Extracted data entries
☆ ☆ ☆ ☆ ☆ ☆ ☆
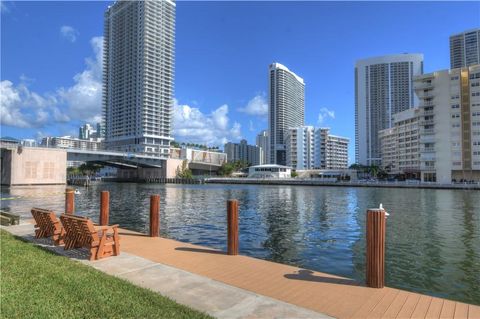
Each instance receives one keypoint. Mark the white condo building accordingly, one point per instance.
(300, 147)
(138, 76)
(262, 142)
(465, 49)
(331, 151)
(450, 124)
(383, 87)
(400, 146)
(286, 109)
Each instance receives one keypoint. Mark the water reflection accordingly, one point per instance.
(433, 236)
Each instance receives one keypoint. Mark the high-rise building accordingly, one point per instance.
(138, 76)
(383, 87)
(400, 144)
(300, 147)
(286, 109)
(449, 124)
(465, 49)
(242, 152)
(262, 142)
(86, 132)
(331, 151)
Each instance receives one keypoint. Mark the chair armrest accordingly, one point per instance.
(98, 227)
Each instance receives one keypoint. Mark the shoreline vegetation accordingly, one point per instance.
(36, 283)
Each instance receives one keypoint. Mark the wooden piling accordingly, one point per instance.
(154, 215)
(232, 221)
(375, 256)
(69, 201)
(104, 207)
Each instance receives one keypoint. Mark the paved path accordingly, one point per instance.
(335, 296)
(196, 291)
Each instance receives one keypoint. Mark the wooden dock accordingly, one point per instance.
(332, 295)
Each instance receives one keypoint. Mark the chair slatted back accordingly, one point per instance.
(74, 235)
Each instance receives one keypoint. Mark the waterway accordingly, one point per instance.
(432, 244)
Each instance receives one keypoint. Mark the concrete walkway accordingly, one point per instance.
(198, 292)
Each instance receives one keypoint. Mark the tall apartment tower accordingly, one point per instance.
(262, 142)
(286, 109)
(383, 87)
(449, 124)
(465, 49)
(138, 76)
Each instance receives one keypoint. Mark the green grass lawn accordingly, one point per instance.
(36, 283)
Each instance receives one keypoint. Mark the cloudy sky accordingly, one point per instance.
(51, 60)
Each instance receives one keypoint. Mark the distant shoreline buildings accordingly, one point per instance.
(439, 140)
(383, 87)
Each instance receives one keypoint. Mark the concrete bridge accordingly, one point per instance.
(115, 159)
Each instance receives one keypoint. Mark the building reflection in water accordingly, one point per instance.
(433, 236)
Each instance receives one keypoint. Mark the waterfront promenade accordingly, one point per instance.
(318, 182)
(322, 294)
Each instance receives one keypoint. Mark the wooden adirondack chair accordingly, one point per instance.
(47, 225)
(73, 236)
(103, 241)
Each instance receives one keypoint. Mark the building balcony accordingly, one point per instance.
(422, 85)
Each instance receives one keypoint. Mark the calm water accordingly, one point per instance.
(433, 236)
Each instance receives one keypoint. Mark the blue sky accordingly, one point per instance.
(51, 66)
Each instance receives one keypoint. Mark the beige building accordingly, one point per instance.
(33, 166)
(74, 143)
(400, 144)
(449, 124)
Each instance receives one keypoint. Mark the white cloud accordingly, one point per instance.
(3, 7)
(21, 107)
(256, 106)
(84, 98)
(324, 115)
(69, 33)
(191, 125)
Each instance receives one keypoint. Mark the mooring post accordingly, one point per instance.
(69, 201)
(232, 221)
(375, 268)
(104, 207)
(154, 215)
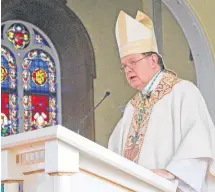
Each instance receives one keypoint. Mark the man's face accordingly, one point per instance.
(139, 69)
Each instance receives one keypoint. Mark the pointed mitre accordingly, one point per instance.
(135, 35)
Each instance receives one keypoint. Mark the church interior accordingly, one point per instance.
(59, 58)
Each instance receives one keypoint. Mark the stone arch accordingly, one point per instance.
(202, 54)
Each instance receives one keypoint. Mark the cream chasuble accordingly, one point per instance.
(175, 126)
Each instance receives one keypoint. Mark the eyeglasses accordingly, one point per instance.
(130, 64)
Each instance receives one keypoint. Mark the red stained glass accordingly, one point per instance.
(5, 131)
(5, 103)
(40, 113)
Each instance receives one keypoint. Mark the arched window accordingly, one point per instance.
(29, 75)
☆ ☆ ☆ ☆ ☆ ☆ ☆
**PROMPT**
Print each line above exactly as it appears, excluding all images.

**FINAL ANSWER**
Each instance receives one keypoint. Mark the white condo building accordingly, one point per instance.
(300, 147)
(138, 76)
(262, 142)
(465, 49)
(331, 151)
(450, 124)
(383, 87)
(400, 146)
(286, 109)
Each instance receives one keypoint. Mark the water reflection accordingly, one point per instance.
(433, 236)
Each instance receives one keypoint. Mark the high-rise building accordingly, one point per instance.
(138, 76)
(383, 87)
(400, 144)
(300, 147)
(286, 109)
(449, 124)
(465, 49)
(242, 152)
(262, 142)
(86, 132)
(331, 151)
Each instance receives one keypoint. Mark the chair armrest accordingly, one point per instance.
(98, 227)
Each instance receives one keypoint. Mark the shoreline vegetation accordingly, one point per instance.
(36, 283)
Each instance receives one keypoint. Mark the wooden piling accordingly, one point per instance.
(154, 215)
(232, 221)
(375, 256)
(69, 201)
(104, 207)
Each instance receives one keypoint. Mark the paved path accordingly, one point per instance.
(335, 296)
(196, 291)
Each instance receives one keypoint. Mark the wooden dock accordingly, one point per instance.
(332, 295)
Each instance receives one keypoint. Mark the chair slatted back accordingly, one point per instance.
(74, 235)
Each instance receives one keypoint. Mark the waterway accordingly, one point per instance.
(432, 244)
Each instance receives one keypoint. Mark the concrete walkway accordingly, one point per instance.
(198, 292)
Each instance receives one keypoint. Mark the tall apartment tower accordingly, one point per instance.
(262, 142)
(286, 109)
(383, 87)
(449, 124)
(465, 49)
(138, 76)
Each instance receives one keypoint. Mark the green grass lawn accordingly, one point per instance.
(36, 283)
Each instance receives one keypoint. Mark the cloudy sky accordingly, one point per instance.
(51, 60)
Each instance receives one keypoint. Mark the distant shoreline buildings accordingly, one point per instance.
(439, 140)
(383, 87)
Each instance receives one keypoint. Mark the concrete bridge accordingly, one point per instance.
(115, 159)
Each instance receives one keypoint. Mark the building reflection in water accordingly, one point per instance.
(433, 236)
Each instance receives one keypoint. Mark the waterfront promenade accordingly, one point per instance.
(318, 182)
(322, 294)
Each instance receives one keypoint. Mark the wooden adirondack chair accordingly, one point per instance.
(47, 225)
(73, 236)
(103, 241)
Each instance receives one keypoint. Mark the building balcony accordingly, one point per instance.
(422, 85)
Each instance receives one keypoint. Mark the calm water accordingly, one point per instance.
(433, 236)
Each instance receives one keypoint. Mark the blue sky accordingly, one point per instance.
(51, 66)
Each instance receives one keypoint. Mark the beige building accordingly, one point per instance.
(33, 166)
(74, 143)
(400, 144)
(449, 124)
Each instance receives one keypoint. Mark the white cloud accordingly, one point per instance.
(3, 7)
(21, 107)
(256, 106)
(84, 98)
(324, 115)
(69, 33)
(191, 125)
Each instance receives one keypoint. Mark the mooring post accordingly, one point per instance.
(69, 201)
(232, 221)
(375, 268)
(104, 207)
(154, 215)
Each instance receives one keypoint. Mark the man's face accordingly, one point per instance.
(139, 69)
Each instance receives one keypoint. Mark the pointed mitre accordingly, one point per instance.
(135, 35)
Each instance receives one keypoint. Mark the church interior accordingly, one point per instance.
(59, 58)
Each instance receives one keypoint. Mark the stone arch accordingly, one point per instance.
(202, 54)
Each instance receives one keypoint. Mark the cream chasuble accordingly, one point per instance.
(175, 126)
Each instance receives one keypoint. Mark the eyeglasses accordingly, one point per instance.
(130, 64)
Each instance receives one keypoint. Mark the red stained glass accordingly, one point per instance.
(5, 131)
(5, 103)
(40, 113)
Each instance receives one keypoint. Mark the arched window accordingly, one point per instance.
(29, 75)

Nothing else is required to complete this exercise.